─── PAGE EXCERPT
Training TTS from Scratch
About 2111 wordsAbout 7 min
2026-03-21
Training a neural TTS system from the ground up — covering dataset preparation, acoustic model training (FastSpeech 2), vocoder training (HiFi-GAN), evaluation metrics, and multi-speaker extensions.
When to Train from Scratch
| Scenario | Recommendation |
|---|---|
| Existing voice cloning quality is insufficient | Fine-tune XTTS-v2 or F5-TTS instead |
| New language with no pretrained model | Train from scratch — requires 20–50h of speech data |
| Proprietary voice (brand character, IVR system) | Train from scratch for full IP ownership |
| Research: new architecture or vocoder | Train from scratch to control every component |
| Custom prosody/emotion style | Fine-tune StyleTTS2 or VITS with your data |
Data Requirements
| Quality Level | Hours Required | Notes |
|---|---|---|
| Minimum viable | 5–10h | Intelligible but robotic prosody |
| Good quality | 20–30h | Natural-sounding with clean data |
| Production quality | 50–100h | Broadcast quality, expressive |
| Multi-speaker model | 5–20h per speaker × N speakers | Same recording quality per speaker |
Recording Requirements
- Sample rate: 22050 Hz or 24000 Hz, mono, 16-bit or 32-bit float WAV
- Environment: studio-quality booth or treated room (RT60 < 200ms)
──────
─── DATASET EXTRACT
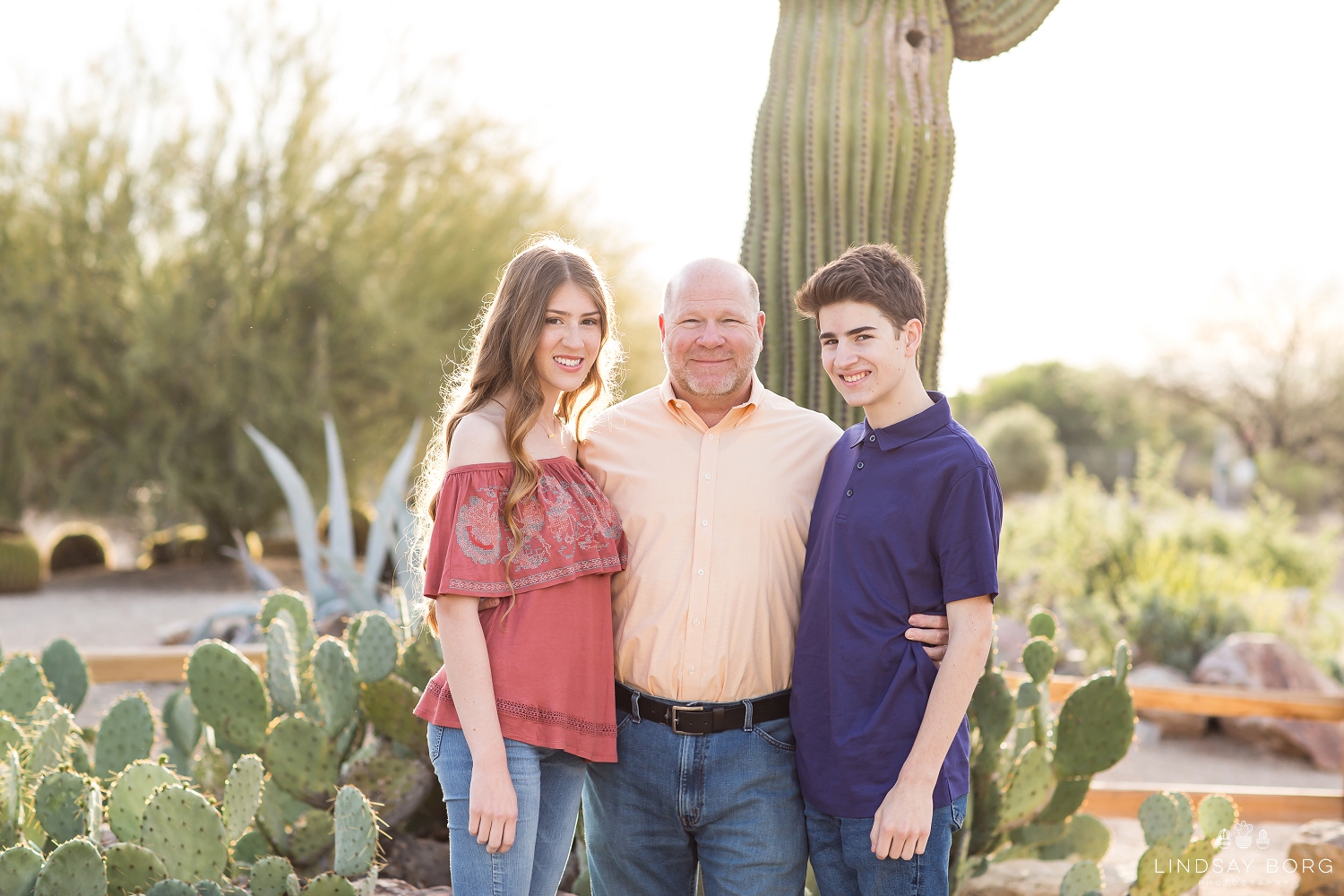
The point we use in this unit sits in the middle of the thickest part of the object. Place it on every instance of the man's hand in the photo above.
(902, 823)
(929, 630)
──────
_SET TASKS_
A: Reproduce the passage of the TTS training page starting at "Training TTS from" and ending at "and multi-speaker extensions.".
B: Write the next part of the page on training TTS from scratch, picking up after its last line.

_THE REPLIES_
A:
Training TTS from Scratch
About 2111 wordsAbout 7 min
2026-03-21
Training a neural TTS system from the ground up — covering dataset preparation, acoustic model training (FastSpeech 2), vocoder training (HiFi-GAN), evaluation metrics, and multi-speaker extensions.

B:
- Noise floor: SNR > 40 dB (measure with RMS of silence vs. speech)
- Microphone: condenser mic with flat frequency response
- Content: phonetically balanced sentences — use the CMU Arctic script, LJSpeech prompts, or a custom script covering all phoneme contexts
- Consistency: same mic, same room, same speaker, no audible room changes
- Do not mix clean and reverberant recordings in the same dataset
Dataset Preparation Pipeline
Step 1: Audio Pre-processing
# preprocess_audio.py
import subprocess
import os
from pathlib import Path
import soundfile as sf
import numpy as np
TARGET_SR = 22050 # standard for FastSpeech 2 / HiFi-GAN training
def preprocess_file(src: str, dst: str, sr: int = TARGET_SR):
"""Normalize, resample, trim silence, save WAV."""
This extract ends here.